### Yapılacak iş
Aşağıdaki Mısır Çarşısı patlaması ve Pınar Selek konulu metne kaldığı yerden devam eder misin?

### Verilen metin
_ _ _ _ _
Kör gözlü adalet ve Pınar Selek
1998 yılında Mısır Çarşısı’nda bir patlama meydana gelmişti. Bu patlamada 7 kişi ölmüş, 120 kişi de yaralanmıştı. Açılan soruşturmada Pınar Selek de yargılanmış ve beraat etmişti.
9 Temmuz 1998’de Mısır Çarşısı’nda meydana gelen patlamadan sonra hazırlanan polis ve savcılık raporları şöyleydi:
11 Temmuz 1998 Polis uzman inceleme raporu: Bomba bulgusu yok. 13 Temmuz 1998 Polis olay yeri ikinci raporu: Bomba bulgusu yok. 14 Temmuz 1998 Kriminal Laboratuar Raporu: Bomba bulgusu yok. 20 Temmuz 1998 Polis olay yeri inceleme sonuç raporu: Bombaya ait olabilecek herhangi bir parça, madde ve malzemeye rastlanılmamıştır.
_ _ _ _ _
### Verilen kayıtlar
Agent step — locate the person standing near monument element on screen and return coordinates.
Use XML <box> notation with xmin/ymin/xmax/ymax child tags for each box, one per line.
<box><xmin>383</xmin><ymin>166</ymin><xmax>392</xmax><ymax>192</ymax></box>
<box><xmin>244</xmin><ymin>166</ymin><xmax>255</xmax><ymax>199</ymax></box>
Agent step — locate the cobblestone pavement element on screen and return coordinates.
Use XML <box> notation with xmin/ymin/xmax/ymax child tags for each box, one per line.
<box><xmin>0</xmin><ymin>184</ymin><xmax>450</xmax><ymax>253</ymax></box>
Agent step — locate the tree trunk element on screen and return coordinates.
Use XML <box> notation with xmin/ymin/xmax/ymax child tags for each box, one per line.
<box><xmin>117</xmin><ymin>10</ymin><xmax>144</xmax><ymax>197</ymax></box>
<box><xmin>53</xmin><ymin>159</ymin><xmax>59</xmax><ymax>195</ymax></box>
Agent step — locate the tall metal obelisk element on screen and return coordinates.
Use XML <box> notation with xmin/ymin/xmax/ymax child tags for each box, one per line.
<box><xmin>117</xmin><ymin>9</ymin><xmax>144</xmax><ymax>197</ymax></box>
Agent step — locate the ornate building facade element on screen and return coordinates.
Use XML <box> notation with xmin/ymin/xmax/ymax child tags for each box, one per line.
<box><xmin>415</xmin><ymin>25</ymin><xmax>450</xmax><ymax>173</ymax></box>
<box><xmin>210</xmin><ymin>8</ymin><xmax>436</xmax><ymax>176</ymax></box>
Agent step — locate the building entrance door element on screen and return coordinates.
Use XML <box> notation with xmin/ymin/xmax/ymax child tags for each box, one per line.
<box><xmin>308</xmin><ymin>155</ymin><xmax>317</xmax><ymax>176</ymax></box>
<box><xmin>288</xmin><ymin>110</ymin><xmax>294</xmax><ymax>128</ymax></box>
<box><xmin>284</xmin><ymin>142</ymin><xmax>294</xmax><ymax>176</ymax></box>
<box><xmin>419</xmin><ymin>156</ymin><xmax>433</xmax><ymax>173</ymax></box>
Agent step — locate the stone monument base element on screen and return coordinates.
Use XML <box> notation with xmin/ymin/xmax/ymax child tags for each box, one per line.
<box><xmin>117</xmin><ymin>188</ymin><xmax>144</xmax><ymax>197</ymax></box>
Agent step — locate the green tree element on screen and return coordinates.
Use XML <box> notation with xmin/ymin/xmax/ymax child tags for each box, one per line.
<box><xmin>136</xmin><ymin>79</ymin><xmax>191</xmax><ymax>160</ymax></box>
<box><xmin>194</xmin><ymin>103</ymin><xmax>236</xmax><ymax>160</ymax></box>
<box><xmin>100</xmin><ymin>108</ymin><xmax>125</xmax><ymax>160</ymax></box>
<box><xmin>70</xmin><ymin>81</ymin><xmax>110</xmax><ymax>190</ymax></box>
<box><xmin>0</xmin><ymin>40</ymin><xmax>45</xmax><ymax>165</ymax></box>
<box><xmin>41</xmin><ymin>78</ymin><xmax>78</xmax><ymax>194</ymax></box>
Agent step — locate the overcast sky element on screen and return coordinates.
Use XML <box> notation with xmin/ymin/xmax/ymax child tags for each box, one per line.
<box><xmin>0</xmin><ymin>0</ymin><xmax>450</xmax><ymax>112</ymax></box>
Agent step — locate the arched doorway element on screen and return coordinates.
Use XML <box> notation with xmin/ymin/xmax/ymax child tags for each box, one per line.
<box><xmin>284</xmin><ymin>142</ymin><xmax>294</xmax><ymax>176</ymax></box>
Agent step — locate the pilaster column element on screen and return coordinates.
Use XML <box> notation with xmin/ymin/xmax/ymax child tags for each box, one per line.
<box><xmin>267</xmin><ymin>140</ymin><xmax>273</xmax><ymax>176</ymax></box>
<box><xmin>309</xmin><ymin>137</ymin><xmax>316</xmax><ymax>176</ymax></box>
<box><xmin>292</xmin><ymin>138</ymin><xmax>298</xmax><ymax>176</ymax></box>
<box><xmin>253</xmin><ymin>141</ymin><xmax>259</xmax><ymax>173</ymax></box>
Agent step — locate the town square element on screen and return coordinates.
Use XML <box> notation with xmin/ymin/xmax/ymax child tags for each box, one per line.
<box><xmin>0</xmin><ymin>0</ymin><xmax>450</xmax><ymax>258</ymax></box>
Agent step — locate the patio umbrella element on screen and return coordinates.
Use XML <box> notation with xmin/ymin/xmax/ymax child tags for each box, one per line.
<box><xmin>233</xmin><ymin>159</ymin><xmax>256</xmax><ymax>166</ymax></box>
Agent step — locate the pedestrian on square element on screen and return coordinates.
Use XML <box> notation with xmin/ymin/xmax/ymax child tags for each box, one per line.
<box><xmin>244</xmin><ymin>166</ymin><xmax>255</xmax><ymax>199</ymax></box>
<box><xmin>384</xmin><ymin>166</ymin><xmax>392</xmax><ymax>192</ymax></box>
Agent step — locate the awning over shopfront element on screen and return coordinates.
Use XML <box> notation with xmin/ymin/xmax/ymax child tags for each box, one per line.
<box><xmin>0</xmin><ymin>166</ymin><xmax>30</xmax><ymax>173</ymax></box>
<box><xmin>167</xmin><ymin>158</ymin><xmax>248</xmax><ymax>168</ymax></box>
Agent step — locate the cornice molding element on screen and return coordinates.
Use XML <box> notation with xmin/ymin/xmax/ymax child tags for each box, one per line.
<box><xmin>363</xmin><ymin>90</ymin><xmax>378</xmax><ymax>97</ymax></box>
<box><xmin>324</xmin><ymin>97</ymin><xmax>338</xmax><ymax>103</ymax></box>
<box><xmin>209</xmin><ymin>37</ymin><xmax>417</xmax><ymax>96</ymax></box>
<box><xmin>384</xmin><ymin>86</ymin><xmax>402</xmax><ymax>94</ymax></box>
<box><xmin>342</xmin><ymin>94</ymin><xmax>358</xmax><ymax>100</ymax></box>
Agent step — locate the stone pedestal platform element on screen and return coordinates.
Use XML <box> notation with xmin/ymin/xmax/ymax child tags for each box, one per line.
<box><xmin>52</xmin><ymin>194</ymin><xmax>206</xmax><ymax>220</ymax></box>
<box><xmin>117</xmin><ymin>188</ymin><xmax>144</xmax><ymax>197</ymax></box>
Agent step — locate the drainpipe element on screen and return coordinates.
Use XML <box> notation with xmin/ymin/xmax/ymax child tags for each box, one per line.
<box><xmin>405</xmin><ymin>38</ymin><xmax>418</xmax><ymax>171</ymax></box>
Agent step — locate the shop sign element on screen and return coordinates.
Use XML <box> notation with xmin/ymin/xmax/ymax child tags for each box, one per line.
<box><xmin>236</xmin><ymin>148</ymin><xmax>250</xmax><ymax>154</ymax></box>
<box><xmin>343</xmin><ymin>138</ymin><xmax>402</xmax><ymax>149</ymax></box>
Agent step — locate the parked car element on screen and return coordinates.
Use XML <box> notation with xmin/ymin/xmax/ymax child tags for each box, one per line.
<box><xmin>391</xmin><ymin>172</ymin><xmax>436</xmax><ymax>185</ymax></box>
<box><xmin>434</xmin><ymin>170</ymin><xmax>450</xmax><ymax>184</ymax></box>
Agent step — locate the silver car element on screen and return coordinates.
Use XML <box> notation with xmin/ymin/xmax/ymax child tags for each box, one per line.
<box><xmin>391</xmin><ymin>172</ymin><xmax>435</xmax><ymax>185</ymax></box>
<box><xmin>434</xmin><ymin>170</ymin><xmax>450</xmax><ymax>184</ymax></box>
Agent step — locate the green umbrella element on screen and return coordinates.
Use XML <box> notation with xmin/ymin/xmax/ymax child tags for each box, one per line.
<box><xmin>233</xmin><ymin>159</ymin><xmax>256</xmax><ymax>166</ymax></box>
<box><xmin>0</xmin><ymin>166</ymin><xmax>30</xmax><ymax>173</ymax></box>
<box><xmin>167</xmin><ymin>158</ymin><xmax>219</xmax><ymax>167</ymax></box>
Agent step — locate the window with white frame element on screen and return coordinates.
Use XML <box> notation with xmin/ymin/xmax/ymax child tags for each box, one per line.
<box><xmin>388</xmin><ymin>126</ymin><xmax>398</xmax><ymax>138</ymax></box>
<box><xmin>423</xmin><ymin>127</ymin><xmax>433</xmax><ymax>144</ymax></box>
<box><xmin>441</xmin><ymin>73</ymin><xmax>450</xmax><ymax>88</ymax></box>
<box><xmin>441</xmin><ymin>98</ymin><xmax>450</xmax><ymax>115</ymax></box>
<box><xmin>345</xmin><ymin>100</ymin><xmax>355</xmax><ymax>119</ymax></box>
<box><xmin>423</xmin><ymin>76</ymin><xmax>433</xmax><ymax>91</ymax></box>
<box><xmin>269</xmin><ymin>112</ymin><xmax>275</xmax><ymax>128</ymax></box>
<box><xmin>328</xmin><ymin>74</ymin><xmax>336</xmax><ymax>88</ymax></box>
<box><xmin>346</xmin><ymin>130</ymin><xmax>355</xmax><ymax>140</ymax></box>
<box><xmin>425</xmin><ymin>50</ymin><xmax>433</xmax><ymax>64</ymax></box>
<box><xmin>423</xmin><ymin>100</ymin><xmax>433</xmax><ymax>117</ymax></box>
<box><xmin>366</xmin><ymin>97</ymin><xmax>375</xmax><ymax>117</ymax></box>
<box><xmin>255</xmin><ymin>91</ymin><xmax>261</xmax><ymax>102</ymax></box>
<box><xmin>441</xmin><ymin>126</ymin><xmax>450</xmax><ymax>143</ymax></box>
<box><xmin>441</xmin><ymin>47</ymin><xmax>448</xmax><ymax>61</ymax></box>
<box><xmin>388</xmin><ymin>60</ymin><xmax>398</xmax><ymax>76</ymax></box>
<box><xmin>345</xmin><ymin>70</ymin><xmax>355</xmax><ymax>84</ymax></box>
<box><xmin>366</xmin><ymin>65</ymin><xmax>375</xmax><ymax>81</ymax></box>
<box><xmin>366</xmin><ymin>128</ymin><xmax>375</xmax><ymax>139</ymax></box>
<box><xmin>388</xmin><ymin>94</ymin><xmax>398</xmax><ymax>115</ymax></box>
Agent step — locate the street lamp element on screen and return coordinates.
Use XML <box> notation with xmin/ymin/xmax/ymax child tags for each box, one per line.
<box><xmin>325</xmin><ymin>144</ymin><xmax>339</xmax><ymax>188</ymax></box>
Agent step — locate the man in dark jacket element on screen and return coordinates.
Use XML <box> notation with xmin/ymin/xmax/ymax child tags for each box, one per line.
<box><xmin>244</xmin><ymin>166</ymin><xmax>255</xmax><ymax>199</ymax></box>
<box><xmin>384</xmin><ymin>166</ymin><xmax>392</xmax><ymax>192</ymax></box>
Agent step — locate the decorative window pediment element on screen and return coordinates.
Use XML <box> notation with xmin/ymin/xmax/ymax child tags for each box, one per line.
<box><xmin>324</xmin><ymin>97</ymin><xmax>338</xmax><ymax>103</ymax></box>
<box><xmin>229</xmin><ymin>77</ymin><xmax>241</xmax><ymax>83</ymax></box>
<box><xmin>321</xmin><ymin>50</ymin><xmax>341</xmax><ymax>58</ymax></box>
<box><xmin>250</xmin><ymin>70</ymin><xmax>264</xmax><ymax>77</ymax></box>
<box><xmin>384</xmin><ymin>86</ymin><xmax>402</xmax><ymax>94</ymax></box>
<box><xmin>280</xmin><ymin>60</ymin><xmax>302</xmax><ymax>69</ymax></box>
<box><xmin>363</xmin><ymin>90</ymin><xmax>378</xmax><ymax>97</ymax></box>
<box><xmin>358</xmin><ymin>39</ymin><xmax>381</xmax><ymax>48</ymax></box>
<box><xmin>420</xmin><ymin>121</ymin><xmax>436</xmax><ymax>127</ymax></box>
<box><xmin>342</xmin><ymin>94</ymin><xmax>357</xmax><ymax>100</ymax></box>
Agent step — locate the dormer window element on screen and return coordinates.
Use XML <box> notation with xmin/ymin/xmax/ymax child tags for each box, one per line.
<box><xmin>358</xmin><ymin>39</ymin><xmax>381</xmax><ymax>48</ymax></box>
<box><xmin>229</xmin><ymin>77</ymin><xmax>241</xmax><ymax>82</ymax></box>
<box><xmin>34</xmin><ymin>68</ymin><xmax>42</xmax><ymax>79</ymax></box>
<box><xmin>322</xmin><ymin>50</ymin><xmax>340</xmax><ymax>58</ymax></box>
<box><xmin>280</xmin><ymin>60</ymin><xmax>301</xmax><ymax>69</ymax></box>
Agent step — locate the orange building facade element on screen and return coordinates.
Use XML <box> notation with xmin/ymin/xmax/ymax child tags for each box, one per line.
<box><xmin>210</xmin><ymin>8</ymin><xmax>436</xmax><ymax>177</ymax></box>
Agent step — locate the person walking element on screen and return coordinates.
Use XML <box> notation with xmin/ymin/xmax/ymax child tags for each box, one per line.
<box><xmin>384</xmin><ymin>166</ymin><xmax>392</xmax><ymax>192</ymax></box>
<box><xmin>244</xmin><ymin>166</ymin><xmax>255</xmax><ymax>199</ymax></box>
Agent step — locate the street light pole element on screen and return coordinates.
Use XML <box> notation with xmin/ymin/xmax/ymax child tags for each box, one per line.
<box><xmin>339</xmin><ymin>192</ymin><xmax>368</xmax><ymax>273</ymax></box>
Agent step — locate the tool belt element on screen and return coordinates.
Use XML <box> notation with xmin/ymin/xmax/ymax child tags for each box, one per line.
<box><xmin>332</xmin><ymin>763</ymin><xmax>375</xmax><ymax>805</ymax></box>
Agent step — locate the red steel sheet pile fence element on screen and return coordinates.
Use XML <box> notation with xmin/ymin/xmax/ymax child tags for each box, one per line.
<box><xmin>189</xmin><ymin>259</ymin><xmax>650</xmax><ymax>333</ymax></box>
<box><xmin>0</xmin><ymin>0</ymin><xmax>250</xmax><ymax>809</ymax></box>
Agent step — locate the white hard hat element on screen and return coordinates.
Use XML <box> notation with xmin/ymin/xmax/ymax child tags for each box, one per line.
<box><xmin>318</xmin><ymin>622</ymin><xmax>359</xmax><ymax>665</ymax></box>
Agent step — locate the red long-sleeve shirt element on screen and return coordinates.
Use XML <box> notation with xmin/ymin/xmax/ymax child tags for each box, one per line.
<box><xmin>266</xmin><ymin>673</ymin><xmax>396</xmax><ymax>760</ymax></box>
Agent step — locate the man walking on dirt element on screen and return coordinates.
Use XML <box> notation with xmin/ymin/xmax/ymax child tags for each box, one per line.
_ _ _ _ _
### Görevin yanıtı
Dava kapsamında, patlamanın nedenini araştıran çok sayıda inceleme ve bilirkişi raporu da hazırlandı: 5 Temmuz 1999 “olay yeri inceleme”den bomba uzmanı Başkomiser’in mahkemedeki ifadesi şuydu: “Bomba patlaması olsaydı, mutlaka patladığı yerde en azından 50 cm’lik çukur açardı. Olay yeri incelememizde böyle bir çukur tespit edilemedi.
Bu olayda Pınar Selek suçsuz bulunmuş ve beraat etmişti hem de iki kez.
Son olarak 12. Ağır Ceza Mahkemesi de suçsuz bularak Pınar Selek’in beraatına karar verdi ama Yargıtay kafayı takmıştı bir kere. Selek’i illa da mahkûm etmeliydi. Çünkü o potansiyel suçluydu, onların gözünde.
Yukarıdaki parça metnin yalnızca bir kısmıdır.